▸ Questions on the material
- a) Please retype the part of the Alzheimer's article that opens with the words containing "Marilyn Grant, Rene" and closes with "finally procedural memory.".
- b) According to the Alzheimer's article, how many days a week does the Salvation Army's Adult Day program in London run?

▸ Text passage
--- START ---
What is Alzheimer’s?
It’s a progressive, degenerative and ultimately fatal brain disease, in which cell to cell connections in the brain are lost. It is the most common form of dementia, and is generally diagnosed in patients over the age of about 65. Rene Cassidy was diagnosed at the age of 80 and has been living with the disease for over 20 years.
Marilyn Grant, Rene Cassidy’s daughter and caregiver shares when she first noticed her mother’s memory starting to deteriorate
“It was subtle signs because the mask it so very well. I used to take her grocery shopping. She was bouncing around from one side of the store for vegetables to they very opposite side of the store for her bread and then back to the veggies again. She was going according to her list instead of using common sense and buying it so you’re not running around all over the store. What should’ve taken 30 minutes took me almost 3 hours. I think thats when I knew I had to do her shopping from now on”
Alzheimer’s does not affect all memory capacities equally:
- short-term memory is the first to go
- next comes episodic memory
- then declarative memory
- and finally procedural memory.
As the disease advances, parts of memory which were previously intact also become impaired, and eventually all reasoning, attention, and language abilities are disrupted.
So how do we help patients suffering with this memory destroy disease?
There’s programs in the city that focus solely on dementia and Alzheimers. Nancy Johnson is the Program Coordinator of the Adult Day program at the Salvation army here in London. Johnson says they run a 5 hour day program 6 days a week and one of their main goals is to help maintain or improve their memory skills. They make sure every individual feels included and not left behind. They have all different levels with their program that caters to all stages of the disease.
The Salvation Army is where Rene Cassidy goes once a week to get out of the house and interact with other people going through the same journey. Cassidy thoroughly enjoys the program even if she may not remember what she did their that day; she always comes home smiling. Marilyn also enjoys when she goes to her day program because since she took in her mother just over a year ago, its the only free time she now has.
” I think the biggest thing I’ve lost since moving her into my house is my freedom. I can’t just get up and grab my keys and go. Im here 24/7 unless one of my PSW’s comes over. Im glued to the house and this gives me the time to get stuff done knowing she’s in good hands, I haven’t always had the luxury knowing.”
Marilyn Grant took her mother out of the home almost two years ago became a full time care giver after the things she had to deal with while her mother was in the home for 4 years.
“When you put your mother in a home, you’d think it would relieve stress but it caused me nothing but stress. I was getting calls several times a day over stuff they shouldn’t need me for and not getting calls with things to with her blood clots, which I saw the symptoms before the home did, every time.”
Alzheimer’s has no current cure, but treatments for symptoms are available and research continues. Although current Alzheimer’s treatments cannot stop Alzheimer’s from progressing, they can temporarily slow the worsening of dementia symptoms and improve quality of life for those with Alzheimer’s and their caregivers.
Today, there is a worldwide effort under way to find better ways to treat the disease, delay its onset, and prevent it from developing.
--- END ---
▸ Data records
--- START ---
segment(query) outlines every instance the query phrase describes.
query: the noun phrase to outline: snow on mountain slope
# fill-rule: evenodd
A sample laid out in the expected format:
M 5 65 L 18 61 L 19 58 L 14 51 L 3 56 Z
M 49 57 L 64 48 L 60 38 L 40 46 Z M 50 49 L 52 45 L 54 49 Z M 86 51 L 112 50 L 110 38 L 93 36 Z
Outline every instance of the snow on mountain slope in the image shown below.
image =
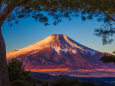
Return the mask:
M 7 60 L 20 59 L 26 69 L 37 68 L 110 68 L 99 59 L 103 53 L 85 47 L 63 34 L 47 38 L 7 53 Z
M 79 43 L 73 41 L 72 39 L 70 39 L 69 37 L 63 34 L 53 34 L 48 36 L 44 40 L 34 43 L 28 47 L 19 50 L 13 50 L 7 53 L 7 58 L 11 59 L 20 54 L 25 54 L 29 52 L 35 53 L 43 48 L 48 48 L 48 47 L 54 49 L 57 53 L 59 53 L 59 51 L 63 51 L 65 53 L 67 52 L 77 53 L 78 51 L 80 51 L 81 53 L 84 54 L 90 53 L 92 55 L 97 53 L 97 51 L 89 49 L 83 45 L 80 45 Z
--- END ---
▸ Solutions
- a)
Marilyn Grant, Rene Cassidy’s daughter and caregiver shares when she first noticed her mother’s memory starting to deteriorate
“It was subtle signs because the mask it so very well. I used to take her grocery shopping. She was bouncing around from one side of the store for vegetables to they very opposite side of the store for her bread and then back to the veggies again. She was going according to her list instead of using common sense and buying it so you’re not running around all over the store. What should’ve taken 30 minutes took me almost 3 hours. I think thats when I knew I had to do her shopping from now on”
Alzheimer’s does not affect all memory capacities equally:
- short-term memory is the first to go
- next comes episodic memory
- then declarative memory
- and finally procedural memory.

- b) Six days a week.